## Work instructions
Retype the entries exactly, but skip the pictures.

:::::

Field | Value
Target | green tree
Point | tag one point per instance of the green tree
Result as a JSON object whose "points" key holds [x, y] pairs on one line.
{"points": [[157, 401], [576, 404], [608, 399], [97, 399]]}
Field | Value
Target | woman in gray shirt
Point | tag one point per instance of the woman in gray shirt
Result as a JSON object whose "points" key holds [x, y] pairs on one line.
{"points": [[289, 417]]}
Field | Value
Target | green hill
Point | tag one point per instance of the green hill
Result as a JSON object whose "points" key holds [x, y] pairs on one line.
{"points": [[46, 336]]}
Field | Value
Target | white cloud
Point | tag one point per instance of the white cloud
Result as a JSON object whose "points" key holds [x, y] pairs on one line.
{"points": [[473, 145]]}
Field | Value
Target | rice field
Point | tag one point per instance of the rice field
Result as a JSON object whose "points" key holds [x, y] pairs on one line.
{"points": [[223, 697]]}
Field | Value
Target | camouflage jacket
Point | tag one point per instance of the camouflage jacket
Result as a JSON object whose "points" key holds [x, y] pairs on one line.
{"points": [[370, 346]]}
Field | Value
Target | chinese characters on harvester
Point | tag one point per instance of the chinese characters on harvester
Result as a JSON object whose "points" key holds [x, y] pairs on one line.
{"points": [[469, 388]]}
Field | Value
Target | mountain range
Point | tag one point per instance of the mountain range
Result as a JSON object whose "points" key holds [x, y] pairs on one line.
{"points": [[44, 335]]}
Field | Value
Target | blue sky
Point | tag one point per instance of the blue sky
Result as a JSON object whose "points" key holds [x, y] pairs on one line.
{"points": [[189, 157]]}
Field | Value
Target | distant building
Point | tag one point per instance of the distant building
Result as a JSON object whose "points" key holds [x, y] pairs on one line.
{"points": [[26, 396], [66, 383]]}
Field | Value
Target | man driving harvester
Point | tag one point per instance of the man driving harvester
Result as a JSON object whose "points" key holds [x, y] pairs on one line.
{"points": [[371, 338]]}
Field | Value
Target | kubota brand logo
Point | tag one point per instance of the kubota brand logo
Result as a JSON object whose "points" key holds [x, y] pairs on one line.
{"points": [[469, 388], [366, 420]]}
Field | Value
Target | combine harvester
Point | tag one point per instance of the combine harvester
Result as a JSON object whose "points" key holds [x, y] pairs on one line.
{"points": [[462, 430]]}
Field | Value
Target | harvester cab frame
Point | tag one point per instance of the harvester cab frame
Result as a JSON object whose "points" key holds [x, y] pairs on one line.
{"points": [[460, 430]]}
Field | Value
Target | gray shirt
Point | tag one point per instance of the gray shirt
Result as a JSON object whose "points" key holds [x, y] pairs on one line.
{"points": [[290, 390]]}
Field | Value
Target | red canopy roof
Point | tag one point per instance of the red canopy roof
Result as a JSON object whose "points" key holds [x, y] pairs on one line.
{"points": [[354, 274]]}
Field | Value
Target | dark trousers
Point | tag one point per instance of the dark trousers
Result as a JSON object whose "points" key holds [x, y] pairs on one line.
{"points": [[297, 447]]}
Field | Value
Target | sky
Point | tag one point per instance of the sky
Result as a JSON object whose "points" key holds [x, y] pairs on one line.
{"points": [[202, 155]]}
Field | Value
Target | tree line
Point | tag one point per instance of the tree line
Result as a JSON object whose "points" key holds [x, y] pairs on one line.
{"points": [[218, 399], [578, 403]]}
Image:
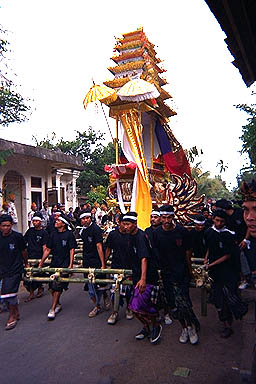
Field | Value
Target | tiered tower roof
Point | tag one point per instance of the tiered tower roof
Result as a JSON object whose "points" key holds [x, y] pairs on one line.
{"points": [[135, 55]]}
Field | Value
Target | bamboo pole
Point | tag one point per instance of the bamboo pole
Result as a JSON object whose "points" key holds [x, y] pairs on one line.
{"points": [[117, 297], [74, 280], [203, 301], [152, 141], [126, 272], [116, 142]]}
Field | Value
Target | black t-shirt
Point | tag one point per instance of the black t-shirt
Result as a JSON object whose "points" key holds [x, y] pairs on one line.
{"points": [[235, 223], [149, 232], [170, 248], [91, 236], [197, 243], [11, 259], [220, 244], [250, 253], [35, 239], [140, 248], [60, 244], [119, 243]]}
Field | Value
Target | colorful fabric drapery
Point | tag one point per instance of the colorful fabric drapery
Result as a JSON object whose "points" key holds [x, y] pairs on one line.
{"points": [[132, 129], [174, 157]]}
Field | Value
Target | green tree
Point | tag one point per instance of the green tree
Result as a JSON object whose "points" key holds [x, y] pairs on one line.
{"points": [[97, 194], [13, 107], [249, 132], [210, 187]]}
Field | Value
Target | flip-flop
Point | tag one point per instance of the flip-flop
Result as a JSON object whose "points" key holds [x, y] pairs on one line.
{"points": [[11, 325], [28, 299]]}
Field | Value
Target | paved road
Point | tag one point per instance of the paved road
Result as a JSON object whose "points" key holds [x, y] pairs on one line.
{"points": [[74, 349]]}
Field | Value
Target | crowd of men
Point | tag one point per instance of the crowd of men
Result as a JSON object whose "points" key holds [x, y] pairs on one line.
{"points": [[159, 257]]}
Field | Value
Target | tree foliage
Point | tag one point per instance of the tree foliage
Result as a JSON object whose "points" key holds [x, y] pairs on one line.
{"points": [[97, 194], [213, 187], [249, 132], [95, 155], [13, 107]]}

:::::

## Answer for the task
Field | Value
Target | green tree
Point | tag one point per instance of the green tree
Result as a JSON object whose "points" key holds [x, y] pairs on one line.
{"points": [[157, 401], [576, 404], [608, 399], [97, 399]]}
Field | Value
Target | woman in gray shirt
Point | tag one point per instance of the woman in gray shirt
Result as a JSON object whose "points" key holds [x, y] pairs on one line.
{"points": [[289, 417]]}
Field | Value
Target | green hill
Point | tag one point per instance of the green hill
Result as a JSON object whose "points" key holds [x, y] pairs on one line.
{"points": [[46, 336]]}
Field | Value
Target | white cloud
Point | tag one point per instance of the white cloud
Result as a JSON object whose "points" key holds [x, y] pairs on one line.
{"points": [[473, 145]]}
Field | Value
Target | rice field
Point | tag one point per instance of the rice field
Result as a JSON object whose "points" key holds [x, y] pairs on one line.
{"points": [[223, 697]]}
Field | Value
Target | camouflage jacket
Point | tag one point per instance of the camouflage jacket
Result as a JSON object whose "points" key holds [x, y] pairs on one line.
{"points": [[370, 346]]}
Field | Value
Target | chinese characters on harvester
Point | tag one point per instance of the chinese characters on harvester
Result as a JSON object whose "points" key holds [x, y] pairs on one line.
{"points": [[469, 388]]}
Field | Value
Target | mountain range
Point | tag one point per instance of the mountain range
Result as a JSON object whose "points" key holds [x, y] pairs on one line.
{"points": [[44, 335]]}
Field | Value
Target | blue sky
Point | tag one point per instance of the blue sky
Result as a JSON object whose "points" key holds [x, y] pairs on one line.
{"points": [[189, 157]]}
Field | Value
Target | distant building
Point | tag one point per instance of the distant building
Result as a JSON object whose "points" key holds [x, y] pairs on one line.
{"points": [[26, 396], [66, 383]]}
Field | Value
Target | man driving harvester
Point | tag one point per instance of the man driving harvester
Result as a JSON object whose "points" key holds [x, y] pairs on one line.
{"points": [[371, 338]]}
Field | Value
Target | kubota brand logo
Point | tag one point per instance of the kubota brand logo
Result as a JSON object whose "points" key holds [x, y] pairs on one line.
{"points": [[469, 388], [366, 420]]}
Field | Value
Target | combine harvester
Point | tag one point per instance of the combine harvester
Result as a JSON object whose "points" key holds [x, y] pairs on one line.
{"points": [[462, 430]]}
Field | Value
Target | harvester cab frame
Point | tag one point per instance of the harvester cab frame
Result as a JSON object whose "points" key holds [x, y] pairs on one line.
{"points": [[460, 430]]}
Field | Value
Target | gray shirt
Point | tag one point per instance of the gray shirt
Result as a JSON object whose "points" key holds [x, y] pairs on one line.
{"points": [[290, 390]]}
Field | Value
Target | red canopy roof
Point | tag one point per instance of the red canopy roof
Result as a JSON object whose "points" key holds [x, y] pairs on one line.
{"points": [[354, 274]]}
Field | Value
Target | dark trousers
Point | tag one point per instance of the dark trousers
Result as a JSON object whose "points" key holds [x, y] pairs on one line.
{"points": [[297, 447]]}
Field | Value
Target | sky
Point | tag one point per instance of the sky
Result as a JSON object whose "points" key holds [x, y] pairs on one line.
{"points": [[202, 155]]}
Field | Value
Target | tree line
Point | tag one point per instance of the tree line
Result as a JSON object whose "points" key holds [x, y] pairs on one line.
{"points": [[218, 399], [578, 403]]}
Image:
Field | Value
Target | tiered tower roof
Point | tag one point per instance of the tiered tower roof
Result as a JSON object whose "points" key holds [x, y] pairs on one line.
{"points": [[135, 55]]}
Field | Value
Target | bamboo pole
Point | tag one point per instance of the bamboo pole
Result as a JSON object whose "points" key holds [x, y] pairs on one line.
{"points": [[117, 297], [74, 280], [203, 301], [152, 141], [126, 272], [116, 142]]}
Field | Value
Target | black t-shirt
Point | tag one point per instance of the black t-shirt
Result as a JSON object whose "points" key holds [x, y] pairs on one line.
{"points": [[235, 223], [149, 232], [170, 248], [91, 236], [197, 243], [11, 259], [220, 244], [250, 253], [35, 239], [140, 248], [60, 244], [119, 243]]}
Field | Value
Target | colorful fabric drapery
Point | tag one point per instance of the colorful fabric drapery
Result as a JSON object whose "points" key holds [x, y] pairs on one line.
{"points": [[132, 129], [174, 157]]}
Field | Value
Target | green tree
Point | tag one point per instance of the green tree
Result as a JSON object whose "points" key holds [x, y] pairs on one line.
{"points": [[97, 194], [13, 107], [249, 132], [210, 187]]}
Field | Value
Target | flip-flop
Point | tag one point per instance of the flip-flop
Result as a JSON object whose "points" key holds [x, y] pairs on one line.
{"points": [[11, 325], [28, 299]]}
Field | Value
Target | paved road
Point | tag one point per instance of the paved road
Result as a JSON object whose "points" key holds [x, y] pairs on one line.
{"points": [[74, 349]]}
Field | Value
Target | crowd of men
Point | tag one point per instance of the crowd of men
Result as a JSON object whose "points" key holds [x, y] pairs on one line.
{"points": [[159, 257]]}
Field | Value
Target | tree foliage
Point | tag one point per instance of the tree foliage
Result as a JSON object whose "points" key holds [x, y] pairs on one line.
{"points": [[97, 194], [213, 187], [249, 132], [95, 155], [13, 107]]}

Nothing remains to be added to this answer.